» Job
Rewrite all the data below, replacing every "one pin per instance" with "one point per object" and leaving everything else unchanged. Omit the pictures from your answer.

» Raw data
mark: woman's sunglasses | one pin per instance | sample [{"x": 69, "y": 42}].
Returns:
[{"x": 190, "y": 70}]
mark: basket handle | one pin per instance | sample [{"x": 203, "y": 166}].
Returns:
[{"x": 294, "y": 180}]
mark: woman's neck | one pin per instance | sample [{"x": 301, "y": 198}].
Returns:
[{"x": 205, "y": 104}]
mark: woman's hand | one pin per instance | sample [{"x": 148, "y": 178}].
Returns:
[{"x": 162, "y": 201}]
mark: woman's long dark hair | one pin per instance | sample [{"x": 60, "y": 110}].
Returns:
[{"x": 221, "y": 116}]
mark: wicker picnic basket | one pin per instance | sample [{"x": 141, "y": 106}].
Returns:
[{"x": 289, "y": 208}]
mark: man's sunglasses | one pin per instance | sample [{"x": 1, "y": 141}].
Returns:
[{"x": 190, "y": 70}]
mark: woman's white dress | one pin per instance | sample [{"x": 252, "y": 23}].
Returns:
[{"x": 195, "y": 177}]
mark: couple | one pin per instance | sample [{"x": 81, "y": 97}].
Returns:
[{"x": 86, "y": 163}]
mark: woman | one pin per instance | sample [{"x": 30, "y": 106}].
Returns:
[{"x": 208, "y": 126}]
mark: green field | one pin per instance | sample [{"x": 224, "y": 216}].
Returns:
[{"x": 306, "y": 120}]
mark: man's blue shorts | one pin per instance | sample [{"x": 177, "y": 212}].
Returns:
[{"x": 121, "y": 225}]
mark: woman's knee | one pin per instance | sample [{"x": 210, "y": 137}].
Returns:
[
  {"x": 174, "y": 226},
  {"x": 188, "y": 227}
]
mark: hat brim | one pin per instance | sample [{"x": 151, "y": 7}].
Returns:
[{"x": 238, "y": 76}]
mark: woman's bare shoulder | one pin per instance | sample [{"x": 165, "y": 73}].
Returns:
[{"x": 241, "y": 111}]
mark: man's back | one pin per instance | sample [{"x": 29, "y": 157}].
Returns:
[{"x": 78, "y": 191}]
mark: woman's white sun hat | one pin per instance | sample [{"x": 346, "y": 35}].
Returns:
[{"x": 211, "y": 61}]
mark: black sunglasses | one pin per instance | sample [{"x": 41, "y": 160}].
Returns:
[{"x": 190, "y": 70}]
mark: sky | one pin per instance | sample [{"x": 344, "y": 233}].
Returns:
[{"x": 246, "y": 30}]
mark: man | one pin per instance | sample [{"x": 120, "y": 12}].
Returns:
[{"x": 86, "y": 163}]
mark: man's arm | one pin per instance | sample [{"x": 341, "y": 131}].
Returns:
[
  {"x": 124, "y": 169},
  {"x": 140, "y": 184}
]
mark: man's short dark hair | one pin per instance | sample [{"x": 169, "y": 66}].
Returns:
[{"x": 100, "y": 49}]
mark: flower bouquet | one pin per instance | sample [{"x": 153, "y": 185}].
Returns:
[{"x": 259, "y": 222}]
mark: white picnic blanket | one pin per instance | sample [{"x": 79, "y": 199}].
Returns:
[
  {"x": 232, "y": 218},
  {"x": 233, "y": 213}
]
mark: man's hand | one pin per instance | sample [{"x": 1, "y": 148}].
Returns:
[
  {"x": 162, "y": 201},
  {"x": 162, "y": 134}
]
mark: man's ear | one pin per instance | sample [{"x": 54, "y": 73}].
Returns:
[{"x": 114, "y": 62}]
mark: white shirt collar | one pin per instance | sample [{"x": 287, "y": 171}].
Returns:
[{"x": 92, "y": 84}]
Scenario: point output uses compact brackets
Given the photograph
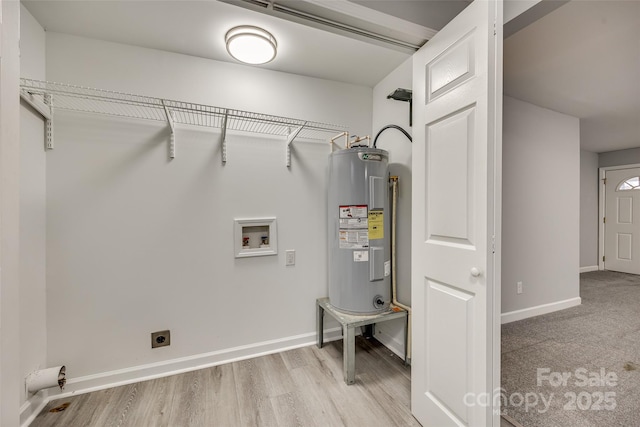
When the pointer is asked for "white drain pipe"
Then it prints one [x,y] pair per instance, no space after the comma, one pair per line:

» Written answer
mark: woman's sunglasses | one point per object | sample [{"x": 69, "y": 42}].
Returns:
[{"x": 190, "y": 70}]
mark: basket handle | one point per object | sample [{"x": 203, "y": 166}].
Returns:
[{"x": 294, "y": 180}]
mark: woman's neck | one point per object | sample [{"x": 301, "y": 198}].
Returns:
[{"x": 205, "y": 104}]
mark: woman's hand | one point per object | sample [{"x": 148, "y": 178}].
Returns:
[{"x": 162, "y": 201}]
mark: woman's long dark hair | one point per object | sample [{"x": 60, "y": 110}].
Returns:
[{"x": 221, "y": 116}]
mark: wicker picnic basket | one point per object | sample [{"x": 141, "y": 106}].
Returns:
[{"x": 289, "y": 208}]
mark: man's sunglasses | one point per object | sample [{"x": 1, "y": 141}].
Returns:
[{"x": 190, "y": 70}]
mark: woman's white dress | one point per object | sample [{"x": 252, "y": 23}].
Returns:
[{"x": 195, "y": 177}]
mark: couple | one point per object | sample [{"x": 81, "y": 97}].
Returns:
[{"x": 86, "y": 163}]
mark: woman | one point per object | sample [{"x": 30, "y": 106}].
Returns:
[{"x": 208, "y": 126}]
mark: green field | one point per object | sample [{"x": 224, "y": 216}].
Returns:
[{"x": 306, "y": 120}]
mark: man's blue shorts | one point per object | sample [{"x": 177, "y": 212}].
Returns:
[{"x": 121, "y": 225}]
mark: woman's knee | one point per object | sample [{"x": 210, "y": 137}].
Returns:
[
  {"x": 174, "y": 226},
  {"x": 188, "y": 227}
]
mark: hat brim | one point per object | sample [{"x": 151, "y": 7}].
Returns:
[{"x": 238, "y": 76}]
mark: woman's bare shoulder | one point per object | sample [{"x": 165, "y": 73}].
Returns:
[{"x": 241, "y": 111}]
mark: man's back | one point per object | sample [{"x": 29, "y": 157}].
Returns:
[{"x": 78, "y": 191}]
mark: woman's white sun hat | one point per object | sample [{"x": 346, "y": 35}].
Returns:
[{"x": 211, "y": 61}]
mark: black sunglasses | one point per object | sample [{"x": 41, "y": 160}].
Returns:
[{"x": 190, "y": 70}]
mark: sky | one point per object | sample [{"x": 344, "y": 233}].
Returns:
[{"x": 246, "y": 30}]
mark: man | one point per object | sample [{"x": 120, "y": 12}].
Returns:
[{"x": 86, "y": 163}]
mark: man's arm | one point per object | sample [{"x": 341, "y": 131}].
Returns:
[
  {"x": 124, "y": 169},
  {"x": 140, "y": 184}
]
mark: man's short dark hair | one point per object | sample [{"x": 169, "y": 66}].
Returns:
[{"x": 100, "y": 49}]
mark: flower bouquet | one point per object | sample [{"x": 153, "y": 185}].
Returns:
[{"x": 259, "y": 222}]
mark: white picnic blanket | one point per object | sample [{"x": 79, "y": 199}].
Returns:
[
  {"x": 232, "y": 218},
  {"x": 233, "y": 213}
]
mark: man's hand | one point per object | sample [{"x": 1, "y": 148}].
Returns:
[
  {"x": 162, "y": 201},
  {"x": 162, "y": 134}
]
mark: man's ear | one point per object | sample [{"x": 54, "y": 73}].
Returns:
[{"x": 114, "y": 62}]
mark: white shirt collar | one point per object | sample [{"x": 287, "y": 171}].
Returns:
[{"x": 92, "y": 84}]
Scenario: point output uses compact brackets
Given the photograph
When the pointer is asked for "white drain pipe"
Then it prints one [x,y] pair per instance, no space after the comma, one pair per line:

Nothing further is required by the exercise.